*文書*:
>>>
黙想のテーマ:「主に導く仲介者」「人生を変える出会い」「喜びを分かち合う」

主に導く仲介者

人生を変える出会い

喜びを分かち合う


今日の日曜日の典礼は召し出しについて語ります。第一朗読はサムエルという神殿に住んでいた少年の召し出しについてです。ある晩寝ていると、誰かが三度、彼の名を呼びました。その度に彼は祭司エリのもとに行きます。エリが彼の名を呼んだと思ったからです。三度目にサムエルがエリのもとに行った時「エリは、少年を呼ばれたのは主であると悟り、 サムエルに言った。『戻って寝なさい。もしまた呼びかけられたら、〈主よ、お話しください。僕は聞いております〉と言いなさい』」。それ以来サムエルは主の声を聞き分けることを学び、預言者となりました。福音書も似たような場面を提示します。洗礼者ヨハネはイエスが歩いているのを見て二人の弟子に言いました「見よ、神の小羊だ」(ヨハネ1・36)。二人はイエスに従い、イエスと共にその日を過ごした後、イエスがメシアであると認めました。続けて彼らは他の人々に自分がメシアに出会ったことを伝え、このようにしてイエスの最初の弟子たちのグループが生まれました。

これら2つのテキストでは「仲介者の役割を果たす人の重要性が強調されます。仲介者は、召し出された人が神の声を聞き分け、これに従うのを助けます」[1]。サムエルと二人の弟子はエリと洗礼者のおかげで主を知ることができました。神は自身の呼びかけを示すために人を用います。第一に「両親が果たす根本的な役割」があります。「両親は、自らの真正で喜びに満ちた信仰と、結婚の愛をもって、神への愛に基づいて全生涯を築くことがすばらしく、またそれは可能であることを子どもたちに示すのです」[2]。それゆえ聖ホセマリアはよく、オプス・デイのメンバーの召し出しは99%彼らの両親に由来すると、話していました[3]。それに加え友人や〈長男〉の証は、私たちの視野を広げ、私たちがキリストの塩となり光となるための後押しをしてくれます。これらの人は洗礼者のようにキリストを私たちに指し示し、私たちがキリストと共に生きる喜びを見出すよう私たちを招きます。この祈りの時間において私たちは、自分が信仰と召し出しの道を歩むことを助けてくれた人々のことを思い出し、感謝することができるでしょう。また私たちがエリや洗礼者のように周囲の人々に主への道を示すものとなれるよう神に助けを願うこともできるでしょう。
<<<
*行データ*:
>>>
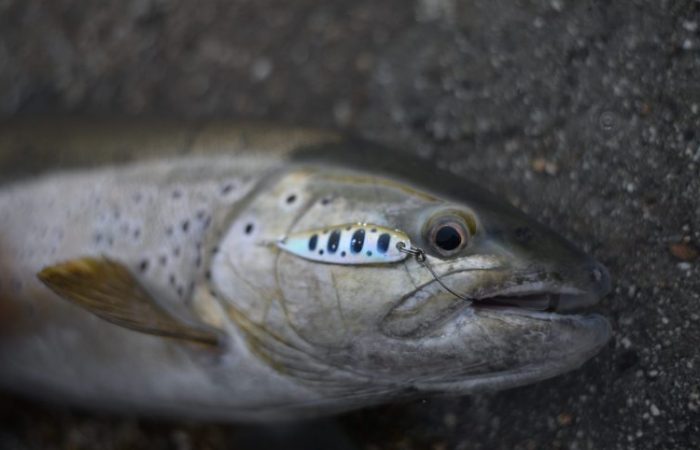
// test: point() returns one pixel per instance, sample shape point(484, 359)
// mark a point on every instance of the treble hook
point(419, 254)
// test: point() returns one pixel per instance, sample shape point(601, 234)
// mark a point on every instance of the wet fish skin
point(186, 210)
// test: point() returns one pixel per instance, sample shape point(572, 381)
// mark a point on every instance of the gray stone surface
point(585, 114)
<<<
*課題の目標*:
黙想の文書について次の問いに答えよ。
1. サムエルが名を呼ばれるたびに行った相手は誰か。
2. 洗礼者ヨハネは、イエスが歩いているのを見て二人の弟子に何と言ったか。
3. 聖ホセマリアは、オプス・デイのメンバーの召し出しが何パーセント両親に由来すると話していたか。

*本課題の出力*:
1. 祭司エリ
2. 「見よ、神の小羊だ」
3. 99%